> [GIVEN PROBLEM] Return every line of the data below that contains the string "doorway", each one copied in full. Case matters.

--- Begin ---

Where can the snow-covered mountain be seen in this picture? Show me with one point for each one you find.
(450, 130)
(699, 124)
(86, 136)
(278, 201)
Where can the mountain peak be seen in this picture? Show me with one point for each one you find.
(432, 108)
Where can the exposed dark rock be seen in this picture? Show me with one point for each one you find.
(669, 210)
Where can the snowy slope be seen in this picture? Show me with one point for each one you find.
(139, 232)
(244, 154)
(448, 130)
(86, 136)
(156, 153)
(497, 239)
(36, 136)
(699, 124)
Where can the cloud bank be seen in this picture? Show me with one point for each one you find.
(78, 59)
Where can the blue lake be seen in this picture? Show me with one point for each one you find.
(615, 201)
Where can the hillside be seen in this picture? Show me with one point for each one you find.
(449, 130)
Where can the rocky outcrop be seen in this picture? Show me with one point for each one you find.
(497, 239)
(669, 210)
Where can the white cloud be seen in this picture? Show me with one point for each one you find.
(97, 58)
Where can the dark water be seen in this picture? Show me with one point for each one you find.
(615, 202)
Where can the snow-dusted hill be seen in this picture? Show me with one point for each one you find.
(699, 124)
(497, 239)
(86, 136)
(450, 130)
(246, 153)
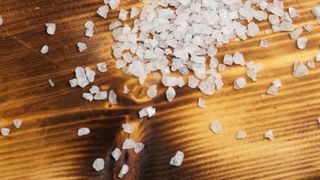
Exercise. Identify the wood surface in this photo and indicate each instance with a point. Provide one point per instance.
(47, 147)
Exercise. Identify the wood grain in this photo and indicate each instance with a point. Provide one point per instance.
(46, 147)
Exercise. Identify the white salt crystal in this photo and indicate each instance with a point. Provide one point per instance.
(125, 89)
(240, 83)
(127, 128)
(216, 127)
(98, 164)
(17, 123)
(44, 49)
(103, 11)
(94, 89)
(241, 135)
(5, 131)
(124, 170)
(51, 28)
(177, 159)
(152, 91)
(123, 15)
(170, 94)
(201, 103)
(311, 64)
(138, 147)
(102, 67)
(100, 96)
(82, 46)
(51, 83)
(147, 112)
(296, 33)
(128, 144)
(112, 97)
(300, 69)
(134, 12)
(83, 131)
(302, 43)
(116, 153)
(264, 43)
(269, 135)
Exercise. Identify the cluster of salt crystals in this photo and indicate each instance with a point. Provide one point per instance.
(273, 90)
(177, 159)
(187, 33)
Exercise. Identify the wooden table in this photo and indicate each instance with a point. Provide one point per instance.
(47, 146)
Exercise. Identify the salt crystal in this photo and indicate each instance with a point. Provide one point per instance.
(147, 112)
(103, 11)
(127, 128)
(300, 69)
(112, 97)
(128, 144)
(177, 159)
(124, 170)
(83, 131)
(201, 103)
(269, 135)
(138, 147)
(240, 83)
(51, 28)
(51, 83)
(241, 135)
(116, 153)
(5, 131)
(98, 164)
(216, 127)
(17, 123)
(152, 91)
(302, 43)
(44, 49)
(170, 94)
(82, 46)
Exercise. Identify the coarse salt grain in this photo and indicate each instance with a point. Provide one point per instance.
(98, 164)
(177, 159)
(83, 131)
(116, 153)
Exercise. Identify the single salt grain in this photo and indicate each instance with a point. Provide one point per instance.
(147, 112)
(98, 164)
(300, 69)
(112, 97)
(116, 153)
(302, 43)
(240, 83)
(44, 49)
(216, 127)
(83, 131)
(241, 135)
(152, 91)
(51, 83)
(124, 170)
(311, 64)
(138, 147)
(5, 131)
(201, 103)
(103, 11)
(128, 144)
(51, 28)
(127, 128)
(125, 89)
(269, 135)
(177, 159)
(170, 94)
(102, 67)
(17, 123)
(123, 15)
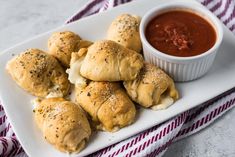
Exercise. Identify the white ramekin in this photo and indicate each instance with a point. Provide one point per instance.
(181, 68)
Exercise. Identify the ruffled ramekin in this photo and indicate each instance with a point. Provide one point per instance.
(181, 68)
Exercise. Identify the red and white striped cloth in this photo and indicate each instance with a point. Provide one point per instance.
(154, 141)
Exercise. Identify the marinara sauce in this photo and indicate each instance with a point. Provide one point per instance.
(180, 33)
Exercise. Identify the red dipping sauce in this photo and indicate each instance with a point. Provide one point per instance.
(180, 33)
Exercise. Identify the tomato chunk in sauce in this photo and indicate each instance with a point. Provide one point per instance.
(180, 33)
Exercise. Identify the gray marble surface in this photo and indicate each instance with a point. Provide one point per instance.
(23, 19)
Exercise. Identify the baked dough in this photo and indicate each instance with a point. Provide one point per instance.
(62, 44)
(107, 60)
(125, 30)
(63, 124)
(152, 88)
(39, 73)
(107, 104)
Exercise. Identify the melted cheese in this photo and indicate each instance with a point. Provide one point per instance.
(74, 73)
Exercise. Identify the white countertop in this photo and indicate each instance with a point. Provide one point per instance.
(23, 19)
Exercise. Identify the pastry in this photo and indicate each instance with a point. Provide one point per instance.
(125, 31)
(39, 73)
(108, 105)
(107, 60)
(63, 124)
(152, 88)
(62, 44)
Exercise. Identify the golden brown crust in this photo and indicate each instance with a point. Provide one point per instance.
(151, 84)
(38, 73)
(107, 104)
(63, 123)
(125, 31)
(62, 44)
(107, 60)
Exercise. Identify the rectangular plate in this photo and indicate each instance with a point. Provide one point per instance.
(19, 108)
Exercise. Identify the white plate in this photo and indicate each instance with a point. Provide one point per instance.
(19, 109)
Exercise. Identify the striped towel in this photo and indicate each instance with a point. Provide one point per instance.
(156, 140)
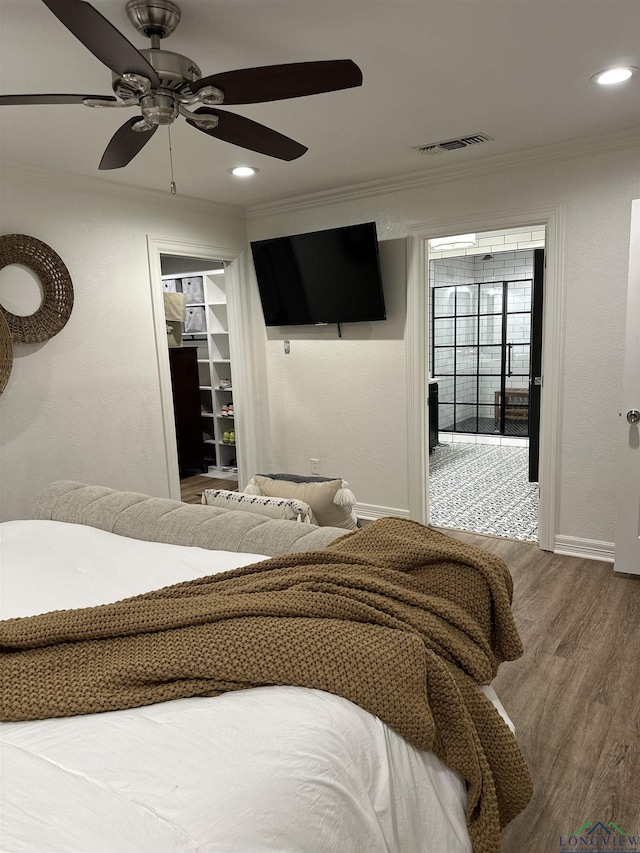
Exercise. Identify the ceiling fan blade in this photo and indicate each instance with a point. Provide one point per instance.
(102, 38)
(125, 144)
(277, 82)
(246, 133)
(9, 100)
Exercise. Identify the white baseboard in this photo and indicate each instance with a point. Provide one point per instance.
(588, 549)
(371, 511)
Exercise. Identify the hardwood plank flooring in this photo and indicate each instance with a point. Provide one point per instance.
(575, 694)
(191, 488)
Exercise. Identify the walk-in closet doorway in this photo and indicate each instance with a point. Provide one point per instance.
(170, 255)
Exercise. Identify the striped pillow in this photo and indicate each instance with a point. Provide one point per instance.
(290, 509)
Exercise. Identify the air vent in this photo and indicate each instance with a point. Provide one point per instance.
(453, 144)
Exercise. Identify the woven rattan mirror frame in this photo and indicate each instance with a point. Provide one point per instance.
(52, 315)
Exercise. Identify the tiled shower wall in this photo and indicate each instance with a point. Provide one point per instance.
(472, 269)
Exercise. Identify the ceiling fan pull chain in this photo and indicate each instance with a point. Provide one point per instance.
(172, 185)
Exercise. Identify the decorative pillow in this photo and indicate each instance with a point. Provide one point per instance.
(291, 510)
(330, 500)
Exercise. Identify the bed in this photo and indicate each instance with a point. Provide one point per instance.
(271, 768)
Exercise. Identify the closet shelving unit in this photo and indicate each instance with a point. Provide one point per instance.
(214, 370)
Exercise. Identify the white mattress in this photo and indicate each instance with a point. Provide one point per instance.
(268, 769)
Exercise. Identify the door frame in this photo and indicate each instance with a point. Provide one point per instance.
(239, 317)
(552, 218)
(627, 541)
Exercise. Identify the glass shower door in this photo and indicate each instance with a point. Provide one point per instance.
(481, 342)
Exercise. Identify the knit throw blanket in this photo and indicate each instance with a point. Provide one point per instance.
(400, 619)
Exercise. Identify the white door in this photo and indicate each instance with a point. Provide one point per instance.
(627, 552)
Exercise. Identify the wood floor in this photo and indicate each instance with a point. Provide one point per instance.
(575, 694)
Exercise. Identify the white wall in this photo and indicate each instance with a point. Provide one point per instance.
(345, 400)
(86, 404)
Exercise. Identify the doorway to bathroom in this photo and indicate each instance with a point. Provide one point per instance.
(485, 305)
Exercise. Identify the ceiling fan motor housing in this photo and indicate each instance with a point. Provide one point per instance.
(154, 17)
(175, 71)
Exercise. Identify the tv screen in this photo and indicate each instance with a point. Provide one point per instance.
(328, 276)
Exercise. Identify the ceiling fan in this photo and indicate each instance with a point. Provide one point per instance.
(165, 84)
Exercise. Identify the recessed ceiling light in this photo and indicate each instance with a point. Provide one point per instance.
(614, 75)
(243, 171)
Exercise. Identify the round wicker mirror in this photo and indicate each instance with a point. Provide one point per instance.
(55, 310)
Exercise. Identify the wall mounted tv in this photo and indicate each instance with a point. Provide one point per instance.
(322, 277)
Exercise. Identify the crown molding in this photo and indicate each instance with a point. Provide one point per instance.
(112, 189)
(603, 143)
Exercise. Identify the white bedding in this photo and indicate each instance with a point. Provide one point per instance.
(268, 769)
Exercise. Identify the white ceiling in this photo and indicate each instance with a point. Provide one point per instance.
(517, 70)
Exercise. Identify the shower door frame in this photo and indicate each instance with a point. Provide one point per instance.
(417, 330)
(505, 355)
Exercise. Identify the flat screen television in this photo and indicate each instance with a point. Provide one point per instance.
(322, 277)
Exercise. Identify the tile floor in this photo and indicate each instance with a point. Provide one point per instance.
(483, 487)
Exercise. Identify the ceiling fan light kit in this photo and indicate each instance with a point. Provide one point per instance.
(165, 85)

--- End ---
--- Begin ---

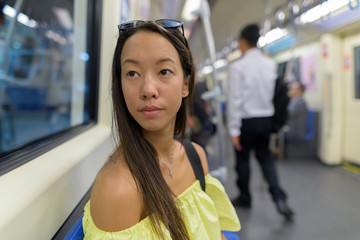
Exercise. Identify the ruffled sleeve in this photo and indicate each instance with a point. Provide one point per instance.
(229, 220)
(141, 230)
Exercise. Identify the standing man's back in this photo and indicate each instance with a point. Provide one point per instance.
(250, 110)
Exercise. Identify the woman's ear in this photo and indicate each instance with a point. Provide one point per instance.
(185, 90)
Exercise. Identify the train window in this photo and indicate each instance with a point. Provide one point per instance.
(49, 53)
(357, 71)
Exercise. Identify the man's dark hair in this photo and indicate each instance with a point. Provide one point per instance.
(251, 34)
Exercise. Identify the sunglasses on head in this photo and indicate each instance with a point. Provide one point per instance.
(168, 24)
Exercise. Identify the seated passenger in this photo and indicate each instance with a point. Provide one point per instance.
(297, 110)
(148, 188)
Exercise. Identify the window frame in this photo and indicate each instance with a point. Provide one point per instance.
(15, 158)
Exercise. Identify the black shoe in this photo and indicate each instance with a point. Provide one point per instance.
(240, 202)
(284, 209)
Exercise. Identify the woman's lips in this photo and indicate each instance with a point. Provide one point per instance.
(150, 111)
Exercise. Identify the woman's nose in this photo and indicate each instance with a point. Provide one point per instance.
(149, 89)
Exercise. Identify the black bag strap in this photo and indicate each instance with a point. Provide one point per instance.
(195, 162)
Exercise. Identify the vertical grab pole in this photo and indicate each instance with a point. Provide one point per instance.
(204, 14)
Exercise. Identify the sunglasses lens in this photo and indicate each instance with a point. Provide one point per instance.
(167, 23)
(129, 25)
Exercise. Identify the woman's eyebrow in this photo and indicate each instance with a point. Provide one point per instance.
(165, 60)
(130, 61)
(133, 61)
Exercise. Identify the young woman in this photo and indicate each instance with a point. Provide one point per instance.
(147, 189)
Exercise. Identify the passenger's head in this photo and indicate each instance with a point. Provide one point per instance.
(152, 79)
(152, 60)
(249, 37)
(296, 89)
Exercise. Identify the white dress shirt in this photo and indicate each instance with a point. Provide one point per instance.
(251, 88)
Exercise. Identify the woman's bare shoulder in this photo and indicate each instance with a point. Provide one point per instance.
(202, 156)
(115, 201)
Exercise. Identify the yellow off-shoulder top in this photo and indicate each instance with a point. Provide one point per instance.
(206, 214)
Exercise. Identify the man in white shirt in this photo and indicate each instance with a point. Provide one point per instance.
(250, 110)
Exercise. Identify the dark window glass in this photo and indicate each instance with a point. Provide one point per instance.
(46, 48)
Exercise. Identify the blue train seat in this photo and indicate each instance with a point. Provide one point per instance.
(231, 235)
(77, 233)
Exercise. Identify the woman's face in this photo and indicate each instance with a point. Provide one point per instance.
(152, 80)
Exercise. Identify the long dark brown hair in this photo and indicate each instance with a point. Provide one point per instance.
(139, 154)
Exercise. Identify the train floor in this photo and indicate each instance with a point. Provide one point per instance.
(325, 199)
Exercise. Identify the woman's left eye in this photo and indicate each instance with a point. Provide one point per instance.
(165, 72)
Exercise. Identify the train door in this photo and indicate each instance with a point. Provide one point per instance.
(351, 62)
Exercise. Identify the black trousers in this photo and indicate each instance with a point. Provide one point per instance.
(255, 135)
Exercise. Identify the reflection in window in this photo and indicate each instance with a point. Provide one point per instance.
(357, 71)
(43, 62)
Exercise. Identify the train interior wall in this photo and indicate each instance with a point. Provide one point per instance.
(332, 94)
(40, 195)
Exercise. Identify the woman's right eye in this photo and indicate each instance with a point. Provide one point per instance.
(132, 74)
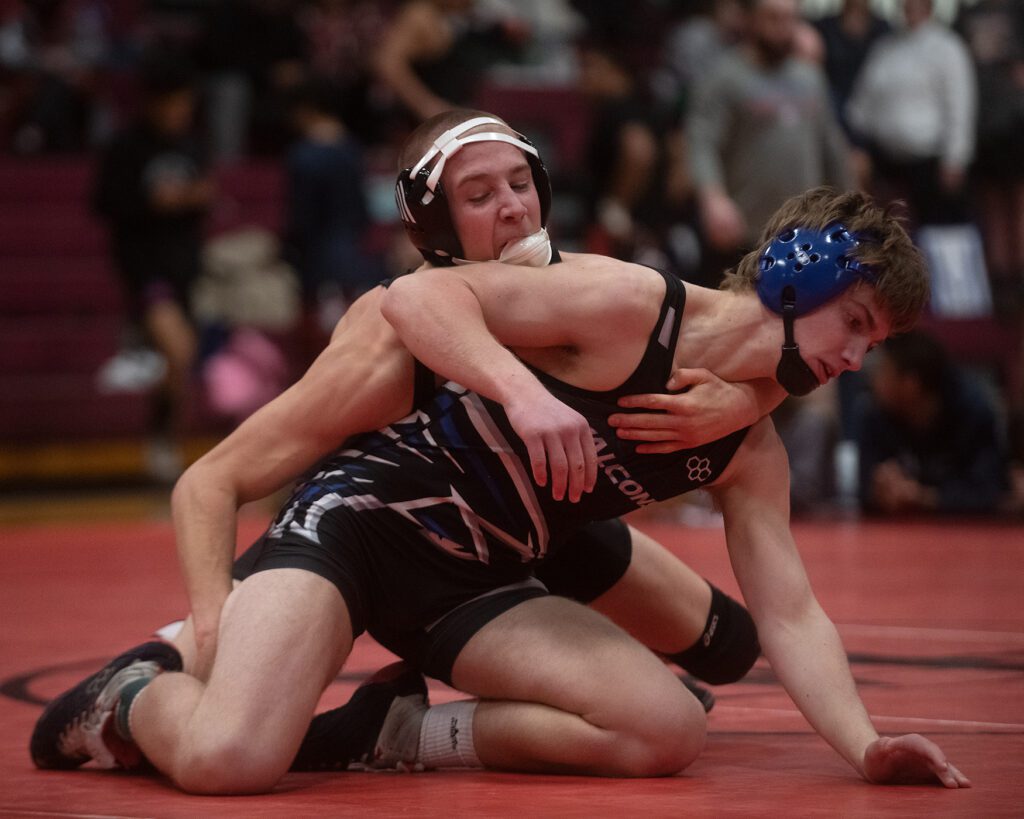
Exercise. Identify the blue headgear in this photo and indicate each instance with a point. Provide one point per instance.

--- End ---

> [PROBLEM SOLUTION]
Exercise. Identify the walk-in closet doorway in this photo and indicate each instance with a point. Provide one point per instance.
Exercise. Identify the doorway to bathroom in this photo and indicate each instance with a point. Provide one point per instance.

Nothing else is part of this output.